The required output is the line containing "Note to the class: point to the crying" followed by each line through the end of the data below, repeated exactly and with nothing added.

Material provided START

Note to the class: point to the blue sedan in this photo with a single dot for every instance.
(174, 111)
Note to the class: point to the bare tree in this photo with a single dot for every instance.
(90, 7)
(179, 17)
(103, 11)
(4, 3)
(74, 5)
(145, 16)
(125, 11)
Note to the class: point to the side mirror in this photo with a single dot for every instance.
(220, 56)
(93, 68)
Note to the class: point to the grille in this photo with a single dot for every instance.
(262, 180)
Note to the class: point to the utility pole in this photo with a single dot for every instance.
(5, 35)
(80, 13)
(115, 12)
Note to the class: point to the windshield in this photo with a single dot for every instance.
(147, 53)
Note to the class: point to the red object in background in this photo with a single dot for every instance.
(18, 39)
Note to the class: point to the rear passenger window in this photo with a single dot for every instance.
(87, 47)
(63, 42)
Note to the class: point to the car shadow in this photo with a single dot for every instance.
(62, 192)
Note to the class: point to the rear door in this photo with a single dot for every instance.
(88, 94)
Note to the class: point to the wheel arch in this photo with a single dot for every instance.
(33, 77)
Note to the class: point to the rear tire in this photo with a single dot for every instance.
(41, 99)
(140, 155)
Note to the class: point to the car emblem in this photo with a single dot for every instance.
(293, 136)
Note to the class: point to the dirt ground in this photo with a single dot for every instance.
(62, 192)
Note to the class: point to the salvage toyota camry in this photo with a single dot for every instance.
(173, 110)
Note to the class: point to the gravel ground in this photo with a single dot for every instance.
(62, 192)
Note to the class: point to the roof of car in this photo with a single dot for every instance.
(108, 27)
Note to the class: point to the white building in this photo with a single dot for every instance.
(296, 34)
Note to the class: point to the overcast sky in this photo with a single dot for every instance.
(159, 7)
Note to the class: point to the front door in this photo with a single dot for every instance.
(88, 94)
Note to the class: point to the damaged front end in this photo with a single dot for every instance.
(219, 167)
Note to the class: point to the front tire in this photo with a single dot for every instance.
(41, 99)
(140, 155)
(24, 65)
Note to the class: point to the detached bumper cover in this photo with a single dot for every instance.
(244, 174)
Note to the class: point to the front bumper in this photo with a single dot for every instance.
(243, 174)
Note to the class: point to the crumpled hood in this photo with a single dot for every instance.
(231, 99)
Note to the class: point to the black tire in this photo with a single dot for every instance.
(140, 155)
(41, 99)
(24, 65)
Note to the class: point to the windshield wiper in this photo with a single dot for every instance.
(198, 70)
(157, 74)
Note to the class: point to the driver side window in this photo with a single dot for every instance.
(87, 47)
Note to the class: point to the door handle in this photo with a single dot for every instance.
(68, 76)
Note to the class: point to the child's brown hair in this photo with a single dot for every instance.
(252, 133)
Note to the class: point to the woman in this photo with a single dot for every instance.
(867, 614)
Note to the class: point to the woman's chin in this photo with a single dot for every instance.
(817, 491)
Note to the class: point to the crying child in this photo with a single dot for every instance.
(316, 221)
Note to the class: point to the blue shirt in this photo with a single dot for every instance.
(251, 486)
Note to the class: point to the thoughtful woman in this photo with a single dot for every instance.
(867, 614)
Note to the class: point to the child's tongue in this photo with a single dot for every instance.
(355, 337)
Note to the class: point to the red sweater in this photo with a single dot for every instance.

Material provided END

Reply to the exercise:
Note to the class: point to the crying child in this photo with a single dot for every instance.
(316, 221)
Note to the class: point to the blue shirt in this photo with a single dot for every instance.
(251, 486)
Note to the class: point to the thoughtful woman in this photo with a single dot for every instance.
(867, 614)
Note to the class: point to the child's tongue in this photo with a single dot for every instance.
(355, 337)
Note to the class: point to the red sweater in this photo with a single dot for every instance.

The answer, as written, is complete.